**引文:**
============

两淮盐商,自来就是清廷的大金库,他们所累积的政治势力,远非自贡盐商这些后起之辈可比。太平天国运动后,曾国藩即以淮纲之兴替,全视楚岸之畅滞为由,开始筹画收复楚岸。到了同治10年,曾国藩以将应得厘银,多拨数或全数归鄂为条件,要求划地分销,将湖北的武昌、汉阳、黄州、德安四府,湖南的岳州常德二府划归淮南行销,其余地区行销川盐。到了光绪二年,又经户部议准,两湖全部复归两淮。楚运停后,厂盐无处销售井灶因之歇业。加上根据户部整顿盐务章程,对咸丰以来的一些私井,进行了封禁,使井场烧户遭到重创,出现了川省数十万贫民托此为业者,生机顿绝的局势。
光绪三年(1877年)四川总督丁宝桢以疏销缉私为由,先后在犍乐、富荣两大盐场创办官运局,实行官运商销,要将以往盐商手中的川盐销售权重新收归政府。这大大触伤了以王朗云为首的大盐商的利益,王朗云凭借自己与京官的关系,不断上访户部,都察院。
丁宝桢则以王朗云先前阻挠水厘之征未能惩办,现又一再控他办理官运,决定严厉惩办。于是将王朗云所有劣迹上报朝廷,引得慈禧大怒,颁下懿旨似此持势横行,亟应从严惩办,着即先行革职,交丁宝桢提省确切审办,以示儆惩。
王朗云得到京官密信通告,急逃他乡,流亡4年,直到光绪七年(1881年)才回到自贡,并在三年后死去。
王三畏堂在王朗云死后,由他的堂侄王惠堂继承。王惠堂远不及他叔父,他大肆挥霍,经营无方。在他主事期间,王家大修馆舍,修新枧宅第,耗费铜钱20余万串,承建承德堂大厦耗银十余万。王氏各房分权而居,各自只谋私利,公事不再统一,王三畏堂瞬间走入颓势,负债六、七十万两。
王惠堂之后是王朗云的孙子王星垣主事,此人更加骄奢淫逸,胡作非为,债务越陷越深。在他主事其间,族人营私舞弊严重,纷纷组织商号,有的仅出少量资本,有的占干股;向公堂井灶送卖货物,货劣价高,无不利市三倍以上。

============

**数据列表:**
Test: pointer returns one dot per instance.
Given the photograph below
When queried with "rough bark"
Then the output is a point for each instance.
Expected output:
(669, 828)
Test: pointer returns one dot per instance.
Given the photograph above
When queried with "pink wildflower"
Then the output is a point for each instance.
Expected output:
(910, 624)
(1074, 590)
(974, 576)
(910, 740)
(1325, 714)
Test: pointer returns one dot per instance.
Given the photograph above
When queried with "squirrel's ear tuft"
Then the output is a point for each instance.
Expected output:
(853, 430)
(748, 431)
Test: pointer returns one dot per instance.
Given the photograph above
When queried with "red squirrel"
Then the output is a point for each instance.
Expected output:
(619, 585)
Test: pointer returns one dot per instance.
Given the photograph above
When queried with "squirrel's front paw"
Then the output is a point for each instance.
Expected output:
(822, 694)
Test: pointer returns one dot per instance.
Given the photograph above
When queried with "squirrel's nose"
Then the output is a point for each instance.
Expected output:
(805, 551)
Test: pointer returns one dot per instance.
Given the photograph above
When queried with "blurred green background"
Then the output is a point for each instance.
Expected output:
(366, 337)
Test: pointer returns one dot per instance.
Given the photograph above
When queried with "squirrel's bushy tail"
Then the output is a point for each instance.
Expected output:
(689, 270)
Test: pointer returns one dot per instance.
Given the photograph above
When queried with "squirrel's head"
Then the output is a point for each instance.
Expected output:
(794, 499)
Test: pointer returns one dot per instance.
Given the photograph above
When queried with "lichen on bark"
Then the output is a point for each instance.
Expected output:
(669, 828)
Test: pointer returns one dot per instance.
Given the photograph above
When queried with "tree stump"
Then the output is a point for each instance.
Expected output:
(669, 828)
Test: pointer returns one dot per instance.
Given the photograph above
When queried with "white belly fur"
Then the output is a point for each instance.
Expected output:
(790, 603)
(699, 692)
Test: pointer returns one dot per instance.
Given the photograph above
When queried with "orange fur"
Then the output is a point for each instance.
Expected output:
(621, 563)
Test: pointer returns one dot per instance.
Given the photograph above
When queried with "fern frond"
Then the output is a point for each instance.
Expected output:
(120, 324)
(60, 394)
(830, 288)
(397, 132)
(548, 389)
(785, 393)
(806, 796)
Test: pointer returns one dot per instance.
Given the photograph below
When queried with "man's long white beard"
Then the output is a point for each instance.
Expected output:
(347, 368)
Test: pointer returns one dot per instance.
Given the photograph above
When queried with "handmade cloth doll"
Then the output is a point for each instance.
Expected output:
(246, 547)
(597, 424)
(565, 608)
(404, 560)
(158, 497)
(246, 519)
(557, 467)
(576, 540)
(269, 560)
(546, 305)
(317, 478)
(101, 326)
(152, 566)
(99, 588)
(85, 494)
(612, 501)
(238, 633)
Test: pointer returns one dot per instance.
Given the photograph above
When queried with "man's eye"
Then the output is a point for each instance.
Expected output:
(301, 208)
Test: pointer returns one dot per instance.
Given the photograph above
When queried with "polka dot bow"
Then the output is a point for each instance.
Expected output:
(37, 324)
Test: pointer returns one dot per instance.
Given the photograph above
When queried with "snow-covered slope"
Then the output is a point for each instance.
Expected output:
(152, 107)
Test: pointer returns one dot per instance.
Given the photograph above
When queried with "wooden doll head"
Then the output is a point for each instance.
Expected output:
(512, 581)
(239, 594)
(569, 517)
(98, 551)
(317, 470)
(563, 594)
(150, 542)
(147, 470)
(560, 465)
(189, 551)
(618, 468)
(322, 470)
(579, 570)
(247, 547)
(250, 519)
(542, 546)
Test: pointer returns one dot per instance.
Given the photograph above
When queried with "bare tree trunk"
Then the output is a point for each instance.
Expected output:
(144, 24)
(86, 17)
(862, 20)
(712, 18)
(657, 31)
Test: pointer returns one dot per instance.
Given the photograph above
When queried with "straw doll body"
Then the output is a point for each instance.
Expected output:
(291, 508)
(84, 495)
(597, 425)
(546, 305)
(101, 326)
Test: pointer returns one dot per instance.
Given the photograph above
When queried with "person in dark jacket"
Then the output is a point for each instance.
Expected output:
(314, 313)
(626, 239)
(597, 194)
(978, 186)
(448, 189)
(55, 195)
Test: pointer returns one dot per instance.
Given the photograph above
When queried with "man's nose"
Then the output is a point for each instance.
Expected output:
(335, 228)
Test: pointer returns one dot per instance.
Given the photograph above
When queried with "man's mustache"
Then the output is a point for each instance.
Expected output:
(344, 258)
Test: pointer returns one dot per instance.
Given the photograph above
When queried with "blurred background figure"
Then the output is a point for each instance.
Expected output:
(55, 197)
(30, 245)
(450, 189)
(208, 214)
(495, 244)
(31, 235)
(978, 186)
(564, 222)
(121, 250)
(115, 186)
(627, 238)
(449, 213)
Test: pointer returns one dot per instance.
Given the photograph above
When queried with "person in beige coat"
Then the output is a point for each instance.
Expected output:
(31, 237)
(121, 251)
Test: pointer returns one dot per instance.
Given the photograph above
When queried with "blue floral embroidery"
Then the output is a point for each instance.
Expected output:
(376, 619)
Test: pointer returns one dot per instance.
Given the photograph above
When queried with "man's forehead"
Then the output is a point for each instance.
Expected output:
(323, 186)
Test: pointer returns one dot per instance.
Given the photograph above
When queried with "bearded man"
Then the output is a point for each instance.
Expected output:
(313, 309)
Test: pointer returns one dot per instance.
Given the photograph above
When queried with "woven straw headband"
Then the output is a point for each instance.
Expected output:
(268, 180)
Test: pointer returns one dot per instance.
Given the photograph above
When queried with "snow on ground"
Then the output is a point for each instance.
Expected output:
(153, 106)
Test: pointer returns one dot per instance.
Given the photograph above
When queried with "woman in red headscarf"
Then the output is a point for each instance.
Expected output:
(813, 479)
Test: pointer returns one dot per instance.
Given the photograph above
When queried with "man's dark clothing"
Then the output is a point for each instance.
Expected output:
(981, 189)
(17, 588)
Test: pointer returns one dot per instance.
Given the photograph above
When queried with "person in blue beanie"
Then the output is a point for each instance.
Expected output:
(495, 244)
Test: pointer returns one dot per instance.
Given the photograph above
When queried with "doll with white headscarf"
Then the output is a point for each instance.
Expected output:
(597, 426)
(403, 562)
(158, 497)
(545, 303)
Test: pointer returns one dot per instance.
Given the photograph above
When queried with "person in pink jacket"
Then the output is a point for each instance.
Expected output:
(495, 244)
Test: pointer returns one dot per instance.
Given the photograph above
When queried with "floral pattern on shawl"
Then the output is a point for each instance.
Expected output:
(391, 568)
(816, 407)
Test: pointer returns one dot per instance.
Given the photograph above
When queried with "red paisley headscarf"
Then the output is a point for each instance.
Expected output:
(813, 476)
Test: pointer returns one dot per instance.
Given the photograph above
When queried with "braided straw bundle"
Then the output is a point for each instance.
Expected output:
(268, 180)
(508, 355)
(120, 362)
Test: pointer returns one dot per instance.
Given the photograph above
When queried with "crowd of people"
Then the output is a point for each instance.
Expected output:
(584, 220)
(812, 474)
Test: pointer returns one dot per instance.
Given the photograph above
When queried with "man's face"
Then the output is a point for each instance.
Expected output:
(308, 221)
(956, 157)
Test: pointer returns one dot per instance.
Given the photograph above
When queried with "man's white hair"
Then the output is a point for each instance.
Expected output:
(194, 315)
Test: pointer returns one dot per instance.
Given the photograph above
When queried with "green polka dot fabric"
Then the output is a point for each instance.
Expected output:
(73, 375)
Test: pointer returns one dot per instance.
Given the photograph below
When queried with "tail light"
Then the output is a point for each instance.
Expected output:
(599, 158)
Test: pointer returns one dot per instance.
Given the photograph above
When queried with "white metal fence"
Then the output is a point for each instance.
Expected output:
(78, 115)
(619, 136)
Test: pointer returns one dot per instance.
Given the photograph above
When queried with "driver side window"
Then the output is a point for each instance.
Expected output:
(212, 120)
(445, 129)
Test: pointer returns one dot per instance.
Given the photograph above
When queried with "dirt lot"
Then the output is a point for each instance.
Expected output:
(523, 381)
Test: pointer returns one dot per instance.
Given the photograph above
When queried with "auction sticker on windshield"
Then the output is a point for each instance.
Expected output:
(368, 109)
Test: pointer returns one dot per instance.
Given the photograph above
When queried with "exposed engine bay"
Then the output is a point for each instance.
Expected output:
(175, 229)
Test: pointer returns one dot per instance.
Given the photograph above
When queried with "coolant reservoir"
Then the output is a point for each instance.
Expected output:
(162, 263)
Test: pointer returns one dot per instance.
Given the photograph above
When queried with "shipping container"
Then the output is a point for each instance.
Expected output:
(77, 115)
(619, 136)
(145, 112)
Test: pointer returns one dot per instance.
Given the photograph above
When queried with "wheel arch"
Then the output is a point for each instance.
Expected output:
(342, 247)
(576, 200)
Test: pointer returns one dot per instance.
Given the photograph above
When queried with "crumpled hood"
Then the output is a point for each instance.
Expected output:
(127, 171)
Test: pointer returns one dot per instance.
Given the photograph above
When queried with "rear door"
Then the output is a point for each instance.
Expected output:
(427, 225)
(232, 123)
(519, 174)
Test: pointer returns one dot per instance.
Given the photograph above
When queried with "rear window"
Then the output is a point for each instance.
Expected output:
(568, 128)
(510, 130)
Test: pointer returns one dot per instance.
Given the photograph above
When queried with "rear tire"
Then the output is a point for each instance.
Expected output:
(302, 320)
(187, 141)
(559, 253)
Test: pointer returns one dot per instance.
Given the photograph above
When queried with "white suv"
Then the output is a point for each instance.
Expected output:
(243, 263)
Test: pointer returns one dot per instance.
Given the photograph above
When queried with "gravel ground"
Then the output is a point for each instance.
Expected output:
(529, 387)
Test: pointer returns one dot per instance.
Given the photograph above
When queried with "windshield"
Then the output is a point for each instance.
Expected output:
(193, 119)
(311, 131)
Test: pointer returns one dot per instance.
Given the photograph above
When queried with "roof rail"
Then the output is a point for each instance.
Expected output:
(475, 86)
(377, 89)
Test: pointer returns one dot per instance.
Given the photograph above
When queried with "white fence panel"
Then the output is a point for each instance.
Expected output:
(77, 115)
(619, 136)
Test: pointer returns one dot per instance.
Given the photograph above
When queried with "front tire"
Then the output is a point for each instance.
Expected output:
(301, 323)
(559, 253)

============

**任务要求:** 请重写引文中从“王朗云得到京官密信通告,急逃”开始、到“走入颓势,负债六、七十万两。”结束的部分,并将其中的“挥霍”替换为“浪费”。

**参考答案:**
王朗云得到京官密信通告,急逃他乡,流亡4年,直到光绪七年(1881年)才回到自贡,并在三年后死去。
王三畏堂在王朗云死后,由他的堂侄王惠堂继承。王惠堂远不及他叔父,他大肆浪费,经营无方。在他主事期间,王家大修馆舍,修新枧宅第,耗费铜钱20余万串,承建承德堂大厦耗银十余万。王氏各房分权而居,各自只谋私利,公事不再统一,王三畏堂瞬间走入颓势,负债六、七十万两。